Task goal:
Answer these questions from the article on Porsche 911 prices:
1. In what year did the new type of tulip bulb reach the market?
2. What was the buy it now price of the 911 listed on eBay out of Dallas, Texas?
3. Since what year have variants of the 911 been in production?

Excerpted passage:
Tulip Mania: 1979 Porsche 911

By Jeff Bennett

Do you remember “tulip mania” from your history classes in school?  If you were sleeping that day, then I’ll help you.  Basically, in 1637, a new type of tulip bulb hit the market, and demand rapidly outpaced supply.  People from all walks of life sunk what they could in a tulip bulb market that rapidly soared to incredible heights, and, just as quickly, came crashing back down to Earth.  This event is considered the first recorded speculative bubble in economic history.  Since then, there have been many more occurrences such as this, all with the same outcomes.  In the automotive world, we have seen the forces of supply and demand go crazy many times.  This year, the big story is the sudden rise of Porsche 911 prices.  All types of 911s are coming out of the woodwork to take advantage of this surge in prices.  The example seen above, found on eBay out of Dallas, Texas for the buy it now price of $19,500, is just one of the many 911s on the market right now.

The Porsche 911 was the successor to the earlier 356 model.  While the 356 was a four cylinder, and weighed far less than its competitors, they were soon greatly in demand among enthusiasts worldwide.  In racing, they built Porsche’s reputation as giant killers because they often won against cars that were far more powerful.  Porsche had a tall order on their hands when it came time to replace the 356, and the 911 was a success in every way.  With their racing bred handling and their incredibly beautiful silhouette, 911s have captured the hearts of millions of enthusiasts.  Unbelievably, variants of the 911 has been in production since 1965.  While today’s car is very different from the original, the basic shape and feel are much the same.  They are a car that is in high demand among enthusiasts, and time, accidents, and rust have reduced the number of good cars to a point where prices have risen rapidly.

Information shown:
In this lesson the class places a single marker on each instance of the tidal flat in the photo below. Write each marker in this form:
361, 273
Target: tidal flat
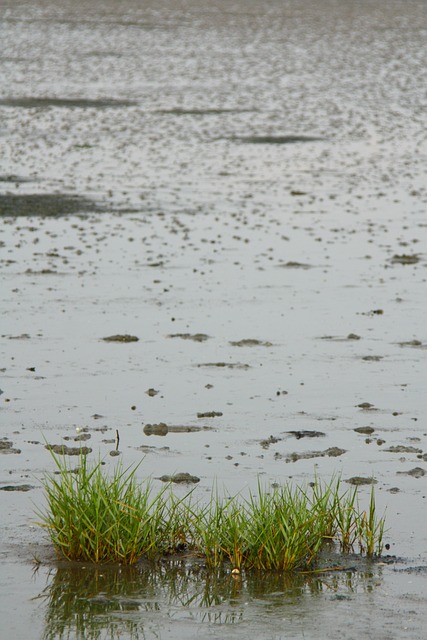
213, 259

Full answer:
1. 1637
2. $19,500
3. 1965